Aim of the exercise: Count the lines in the entries below that contain the string "positive", matching case exactly, and reply with only that number.

____ Data shown

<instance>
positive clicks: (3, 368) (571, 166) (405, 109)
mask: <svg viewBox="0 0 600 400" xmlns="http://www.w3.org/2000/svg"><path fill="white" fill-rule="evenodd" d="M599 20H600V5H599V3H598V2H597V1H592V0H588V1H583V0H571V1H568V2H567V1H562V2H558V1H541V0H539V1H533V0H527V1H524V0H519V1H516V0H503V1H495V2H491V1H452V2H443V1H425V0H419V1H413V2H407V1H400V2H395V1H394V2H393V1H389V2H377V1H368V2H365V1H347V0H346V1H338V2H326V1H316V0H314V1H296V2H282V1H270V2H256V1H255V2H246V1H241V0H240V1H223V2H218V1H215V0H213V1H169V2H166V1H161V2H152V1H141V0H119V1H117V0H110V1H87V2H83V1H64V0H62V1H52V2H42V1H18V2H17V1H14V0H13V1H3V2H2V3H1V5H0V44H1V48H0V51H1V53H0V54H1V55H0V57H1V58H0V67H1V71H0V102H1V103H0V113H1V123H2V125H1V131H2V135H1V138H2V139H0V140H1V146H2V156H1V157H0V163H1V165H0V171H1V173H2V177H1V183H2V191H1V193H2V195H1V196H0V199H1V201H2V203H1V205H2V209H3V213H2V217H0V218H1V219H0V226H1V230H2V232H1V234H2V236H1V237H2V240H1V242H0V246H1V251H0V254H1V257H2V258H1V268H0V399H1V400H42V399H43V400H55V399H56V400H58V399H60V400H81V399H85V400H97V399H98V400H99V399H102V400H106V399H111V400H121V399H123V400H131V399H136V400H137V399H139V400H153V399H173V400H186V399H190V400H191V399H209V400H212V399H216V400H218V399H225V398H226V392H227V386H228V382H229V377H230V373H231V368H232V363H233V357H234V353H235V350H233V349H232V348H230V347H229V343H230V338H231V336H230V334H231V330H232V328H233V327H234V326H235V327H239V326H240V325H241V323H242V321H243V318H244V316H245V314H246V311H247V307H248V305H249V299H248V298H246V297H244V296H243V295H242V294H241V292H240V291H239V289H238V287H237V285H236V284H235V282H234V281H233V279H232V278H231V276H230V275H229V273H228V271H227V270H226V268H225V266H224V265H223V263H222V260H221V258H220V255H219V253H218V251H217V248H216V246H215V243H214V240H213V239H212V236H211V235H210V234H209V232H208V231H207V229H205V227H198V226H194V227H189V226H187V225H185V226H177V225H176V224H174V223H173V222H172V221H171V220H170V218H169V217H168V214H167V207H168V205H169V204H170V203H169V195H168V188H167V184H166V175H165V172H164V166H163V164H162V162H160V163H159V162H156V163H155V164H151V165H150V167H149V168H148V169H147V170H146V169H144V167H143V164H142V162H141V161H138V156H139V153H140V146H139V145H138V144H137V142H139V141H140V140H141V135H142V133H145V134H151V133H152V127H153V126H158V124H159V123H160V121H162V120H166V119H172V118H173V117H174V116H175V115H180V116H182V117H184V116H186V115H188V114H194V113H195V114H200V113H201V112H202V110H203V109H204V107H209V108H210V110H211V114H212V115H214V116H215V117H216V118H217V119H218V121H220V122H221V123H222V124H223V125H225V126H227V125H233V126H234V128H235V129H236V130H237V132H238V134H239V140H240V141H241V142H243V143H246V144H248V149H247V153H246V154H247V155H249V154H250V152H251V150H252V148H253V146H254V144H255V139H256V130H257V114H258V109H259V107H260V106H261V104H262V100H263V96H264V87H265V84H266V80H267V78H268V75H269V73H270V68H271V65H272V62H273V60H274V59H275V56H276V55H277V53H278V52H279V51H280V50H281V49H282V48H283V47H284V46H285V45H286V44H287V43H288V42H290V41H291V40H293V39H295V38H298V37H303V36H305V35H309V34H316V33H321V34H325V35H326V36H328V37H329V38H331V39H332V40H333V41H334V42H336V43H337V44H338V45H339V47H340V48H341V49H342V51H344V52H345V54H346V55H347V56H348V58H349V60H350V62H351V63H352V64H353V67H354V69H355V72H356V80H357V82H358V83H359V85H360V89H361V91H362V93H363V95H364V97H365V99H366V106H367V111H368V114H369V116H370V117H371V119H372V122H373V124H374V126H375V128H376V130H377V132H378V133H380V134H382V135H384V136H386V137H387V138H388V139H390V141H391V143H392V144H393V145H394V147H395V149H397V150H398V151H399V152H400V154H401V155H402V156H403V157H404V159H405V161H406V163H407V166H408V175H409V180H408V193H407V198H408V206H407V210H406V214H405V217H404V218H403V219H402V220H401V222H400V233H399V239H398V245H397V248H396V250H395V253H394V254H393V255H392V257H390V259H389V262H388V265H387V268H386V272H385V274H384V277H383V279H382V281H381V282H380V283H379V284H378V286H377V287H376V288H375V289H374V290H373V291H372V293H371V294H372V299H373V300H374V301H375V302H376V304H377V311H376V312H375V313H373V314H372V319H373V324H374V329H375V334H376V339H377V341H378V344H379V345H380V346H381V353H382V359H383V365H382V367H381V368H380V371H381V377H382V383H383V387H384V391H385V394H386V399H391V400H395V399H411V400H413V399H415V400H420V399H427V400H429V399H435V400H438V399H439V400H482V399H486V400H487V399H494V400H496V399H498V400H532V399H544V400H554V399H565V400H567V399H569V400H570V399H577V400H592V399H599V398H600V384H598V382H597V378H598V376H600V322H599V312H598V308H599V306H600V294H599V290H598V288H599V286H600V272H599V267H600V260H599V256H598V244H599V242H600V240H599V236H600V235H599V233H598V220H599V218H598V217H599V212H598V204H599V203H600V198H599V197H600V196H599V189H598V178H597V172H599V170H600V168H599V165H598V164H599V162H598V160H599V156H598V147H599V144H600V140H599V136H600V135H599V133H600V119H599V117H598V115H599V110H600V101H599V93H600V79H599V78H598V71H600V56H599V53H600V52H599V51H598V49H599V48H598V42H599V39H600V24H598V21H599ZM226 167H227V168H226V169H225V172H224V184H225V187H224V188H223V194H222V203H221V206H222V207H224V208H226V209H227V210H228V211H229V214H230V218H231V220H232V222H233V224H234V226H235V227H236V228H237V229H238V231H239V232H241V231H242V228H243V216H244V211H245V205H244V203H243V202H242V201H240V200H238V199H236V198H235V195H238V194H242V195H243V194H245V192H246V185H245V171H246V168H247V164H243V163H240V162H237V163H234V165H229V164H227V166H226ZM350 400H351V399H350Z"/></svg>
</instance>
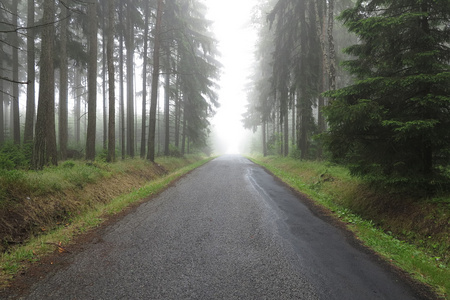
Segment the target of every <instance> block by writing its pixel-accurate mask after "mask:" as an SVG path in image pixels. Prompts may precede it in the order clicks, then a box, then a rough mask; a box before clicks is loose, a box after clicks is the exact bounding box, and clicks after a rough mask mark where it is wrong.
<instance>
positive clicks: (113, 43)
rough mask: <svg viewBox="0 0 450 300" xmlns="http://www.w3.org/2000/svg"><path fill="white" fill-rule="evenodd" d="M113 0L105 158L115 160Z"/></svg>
mask: <svg viewBox="0 0 450 300" xmlns="http://www.w3.org/2000/svg"><path fill="white" fill-rule="evenodd" d="M114 24H115V18H114V0H108V33H107V35H108V37H107V43H108V44H107V49H106V57H107V61H108V85H109V86H108V87H109V120H108V154H107V157H106V160H107V161H108V162H113V161H115V160H116V103H115V100H116V99H115V78H114Z"/></svg>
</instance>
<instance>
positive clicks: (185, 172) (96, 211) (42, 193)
mask: <svg viewBox="0 0 450 300" xmlns="http://www.w3.org/2000/svg"><path fill="white" fill-rule="evenodd" d="M209 160H210V159H205V158H203V157H201V156H194V155H192V156H187V157H182V158H181V157H179V158H174V157H169V158H168V157H162V158H158V159H157V162H156V163H155V164H153V163H150V162H147V161H143V160H140V159H134V160H131V159H130V160H125V161H119V162H117V163H113V164H106V163H97V162H96V163H86V162H81V161H73V162H72V161H67V162H65V163H63V164H61V165H60V166H58V167H51V168H46V169H44V170H43V171H41V172H34V171H32V172H26V171H17V170H13V171H11V172H9V171H8V172H3V173H0V183H2V185H1V190H2V192H3V193H4V194H7V195H8V198H7V199H8V200H7V201H3V205H2V206H0V213H3V217H4V216H8V214H10V215H11V214H13V213H14V212H17V215H11V216H12V217H13V219H15V218H19V219H20V217H22V218H23V217H31V218H34V219H32V223H33V224H31V225H30V224H28V225H26V226H25V227H26V228H27V230H28V231H26V232H22V231H20V232H17V234H16V235H11V236H6V235H3V236H2V240H3V245H2V246H3V253H1V255H0V288H2V287H5V286H6V285H7V284H8V281H9V280H11V278H13V277H14V276H15V274H17V273H18V272H20V271H21V270H23V268H25V267H26V266H27V265H28V264H29V263H32V262H35V261H37V260H39V259H40V258H41V257H42V256H44V255H46V254H49V253H51V252H53V251H54V250H55V246H56V248H57V249H59V250H60V251H64V248H63V246H62V245H67V244H68V243H70V242H71V241H72V240H73V238H74V236H76V235H79V234H80V233H84V232H86V231H88V230H90V229H92V228H95V227H97V226H98V225H99V224H101V223H102V222H103V221H104V220H105V219H107V218H108V216H110V215H114V214H116V213H118V212H121V211H122V210H123V209H125V208H126V207H128V206H129V205H131V204H132V203H135V202H138V201H141V200H142V199H144V198H146V197H148V196H149V195H152V194H156V193H158V192H159V191H161V190H162V189H164V187H166V186H167V185H168V184H170V182H172V181H173V180H175V179H176V178H178V177H180V176H182V175H183V174H185V173H187V172H189V171H190V170H192V169H194V168H196V167H198V166H200V165H201V164H204V163H205V162H207V161H209ZM13 183H18V187H15V186H14V184H13ZM3 184H6V185H5V186H4V185H3ZM37 184H42V186H41V187H39V189H38V190H35V189H36V187H37ZM42 195H45V196H43V197H41V196H42ZM51 195H56V197H52V196H51ZM30 209H34V210H35V211H34V212H31V213H30V211H29V210H30ZM5 212H6V213H5ZM0 219H1V220H0V228H1V227H4V228H11V226H14V224H12V222H13V221H14V220H13V219H9V222H11V223H10V224H5V222H8V218H0ZM34 223H37V224H34ZM21 225H23V224H21ZM32 227H34V230H30V228H32ZM36 229H37V230H36ZM20 234H23V235H20ZM5 239H8V240H5ZM11 242H12V243H11ZM61 249H62V250H61Z"/></svg>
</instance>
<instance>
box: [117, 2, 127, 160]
mask: <svg viewBox="0 0 450 300" xmlns="http://www.w3.org/2000/svg"><path fill="white" fill-rule="evenodd" d="M122 9H123V6H122V5H121V6H120V7H119V20H123V13H122ZM123 34H124V33H123V31H121V32H120V35H119V131H120V134H119V142H120V149H121V153H122V159H125V154H126V149H125V107H124V105H125V104H124V102H125V101H124V98H125V96H124V87H123V43H124V41H123Z"/></svg>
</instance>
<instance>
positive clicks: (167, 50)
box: [164, 47, 170, 156]
mask: <svg viewBox="0 0 450 300" xmlns="http://www.w3.org/2000/svg"><path fill="white" fill-rule="evenodd" d="M169 118H170V49H169V47H167V49H166V90H165V93H164V155H165V156H168V155H169V144H170V119H169Z"/></svg>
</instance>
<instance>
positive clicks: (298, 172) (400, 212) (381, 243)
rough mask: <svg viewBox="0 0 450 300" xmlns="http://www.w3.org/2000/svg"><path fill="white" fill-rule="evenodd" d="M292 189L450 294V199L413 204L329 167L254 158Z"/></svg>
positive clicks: (412, 199)
mask: <svg viewBox="0 0 450 300" xmlns="http://www.w3.org/2000/svg"><path fill="white" fill-rule="evenodd" d="M251 159H252V160H253V161H255V162H256V163H258V164H260V165H262V166H264V167H266V168H267V169H268V170H270V171H271V172H272V173H274V175H276V176H277V177H279V178H280V179H282V180H283V181H284V182H286V183H287V184H288V185H290V186H291V187H293V188H294V189H296V190H298V191H299V192H301V193H303V194H306V195H307V196H309V197H310V198H311V199H313V200H315V201H316V202H318V203H319V204H321V205H323V206H325V207H327V208H328V209H329V210H330V212H331V213H332V214H334V215H335V216H336V217H338V218H340V219H341V220H343V221H344V222H346V223H347V224H348V227H349V229H351V230H352V231H354V232H355V233H356V235H357V237H358V238H359V239H360V240H361V241H363V243H364V244H366V245H367V246H369V247H370V248H372V249H374V250H375V251H376V252H377V253H379V254H381V255H382V256H383V257H384V258H385V259H386V260H388V261H391V262H392V263H393V264H395V265H397V266H399V267H400V268H402V269H404V270H406V271H407V272H409V273H410V274H412V275H413V276H414V277H415V278H416V279H418V280H419V281H422V282H424V283H427V284H429V285H431V286H432V287H433V288H434V289H435V290H436V291H437V292H438V293H439V294H440V295H444V297H445V296H448V293H449V291H450V281H449V280H448V278H450V267H449V262H450V226H449V225H450V223H449V222H450V209H449V208H450V206H449V205H450V202H449V199H450V195H441V196H440V197H436V198H433V199H428V198H414V197H412V196H411V195H408V194H406V195H405V194H403V193H396V192H395V191H392V190H391V191H383V190H375V189H373V188H372V187H370V186H369V185H367V184H366V183H365V182H364V181H361V180H359V179H357V178H354V177H352V176H350V174H349V171H348V170H347V169H345V168H343V167H340V166H336V165H333V164H330V163H327V162H317V161H300V160H296V159H292V158H282V157H275V156H270V157H261V156H254V157H251Z"/></svg>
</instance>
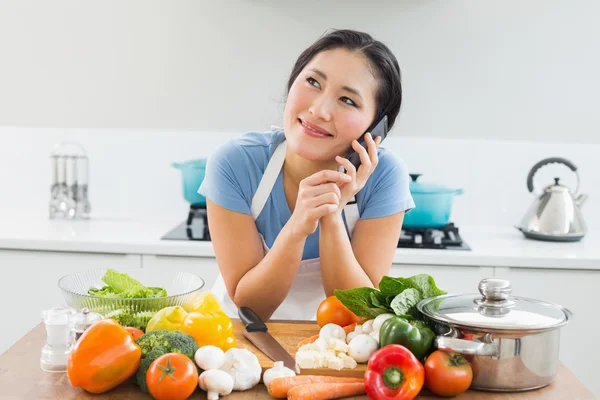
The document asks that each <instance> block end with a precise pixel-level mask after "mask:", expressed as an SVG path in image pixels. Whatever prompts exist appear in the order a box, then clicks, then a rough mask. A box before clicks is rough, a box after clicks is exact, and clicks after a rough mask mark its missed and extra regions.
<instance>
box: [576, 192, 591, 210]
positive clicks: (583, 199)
mask: <svg viewBox="0 0 600 400" xmlns="http://www.w3.org/2000/svg"><path fill="white" fill-rule="evenodd" d="M588 196H589V195H587V194H580V195H579V196H577V198H576V199H575V204H577V205H578V206H579V207H581V206H583V203H585V201H586V200H587V198H588Z"/></svg>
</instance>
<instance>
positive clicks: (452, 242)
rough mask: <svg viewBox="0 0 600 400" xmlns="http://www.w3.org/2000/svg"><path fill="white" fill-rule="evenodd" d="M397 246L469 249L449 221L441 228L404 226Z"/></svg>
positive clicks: (438, 248) (425, 247)
mask: <svg viewBox="0 0 600 400" xmlns="http://www.w3.org/2000/svg"><path fill="white" fill-rule="evenodd" d="M398 247H399V248H402V247H405V248H413V249H450V250H471V248H470V247H469V246H468V245H467V244H466V243H465V242H464V241H463V240H462V238H461V237H460V235H459V233H458V228H457V227H455V226H454V223H450V224H448V225H446V226H444V227H441V228H406V229H403V230H402V232H401V233H400V240H399V242H398Z"/></svg>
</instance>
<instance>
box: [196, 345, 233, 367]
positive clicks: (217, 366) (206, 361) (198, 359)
mask: <svg viewBox="0 0 600 400" xmlns="http://www.w3.org/2000/svg"><path fill="white" fill-rule="evenodd" d="M194 360H195V361H196V364H197V365H198V366H199V367H200V368H202V369H203V370H208V369H218V368H221V365H223V362H225V353H224V352H223V350H221V349H220V348H218V347H217V346H210V345H209V346H202V347H200V348H199V349H198V350H196V353H195V354H194Z"/></svg>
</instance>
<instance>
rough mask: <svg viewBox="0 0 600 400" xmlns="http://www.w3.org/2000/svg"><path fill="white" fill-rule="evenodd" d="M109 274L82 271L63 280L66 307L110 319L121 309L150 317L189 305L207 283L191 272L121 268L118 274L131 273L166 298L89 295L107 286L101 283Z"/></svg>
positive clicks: (201, 278) (103, 269) (99, 271)
mask: <svg viewBox="0 0 600 400" xmlns="http://www.w3.org/2000/svg"><path fill="white" fill-rule="evenodd" d="M106 271H107V270H106V269H99V270H88V271H80V272H75V273H73V274H70V275H66V276H63V277H62V278H60V279H59V280H58V287H59V288H60V289H61V291H62V294H63V297H64V298H65V301H66V302H67V304H68V305H69V306H70V307H73V308H74V309H76V310H77V311H82V310H83V309H84V308H88V309H89V310H90V311H94V312H97V313H99V314H102V315H103V316H104V317H107V318H110V317H111V316H112V315H115V313H118V312H120V311H121V310H124V312H126V313H128V314H132V315H135V314H139V313H144V314H147V315H149V316H150V315H152V314H153V313H156V312H157V311H159V310H161V309H163V308H165V307H170V306H184V305H185V304H186V303H191V302H192V301H193V299H194V298H196V297H197V296H198V295H199V294H200V292H202V290H203V288H204V284H205V282H204V280H203V279H202V278H200V277H199V276H196V275H194V274H190V273H188V272H175V271H169V270H160V269H147V268H136V269H120V270H118V272H121V273H126V274H128V275H129V276H130V277H132V278H133V279H136V280H137V281H139V282H140V283H141V284H142V285H144V286H146V287H161V288H163V289H165V290H166V291H167V296H165V297H158V298H109V297H98V296H93V295H90V294H88V290H89V289H90V288H91V287H96V288H101V287H103V286H105V285H106V283H105V282H104V281H103V280H102V277H103V276H104V274H105V273H106ZM148 319H149V318H148ZM117 320H118V319H117ZM119 322H121V321H119Z"/></svg>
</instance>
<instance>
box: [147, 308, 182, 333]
mask: <svg viewBox="0 0 600 400" xmlns="http://www.w3.org/2000/svg"><path fill="white" fill-rule="evenodd" d="M186 316H187V311H185V310H184V309H183V307H181V306H172V307H165V308H163V309H162V310H160V311H159V312H157V313H156V314H154V316H153V317H152V319H151V320H150V321H148V325H147V326H146V332H150V331H157V330H161V329H165V330H168V331H175V330H178V329H179V327H180V326H181V324H182V323H183V320H184V319H185V317H186Z"/></svg>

________

Result of the exercise: 11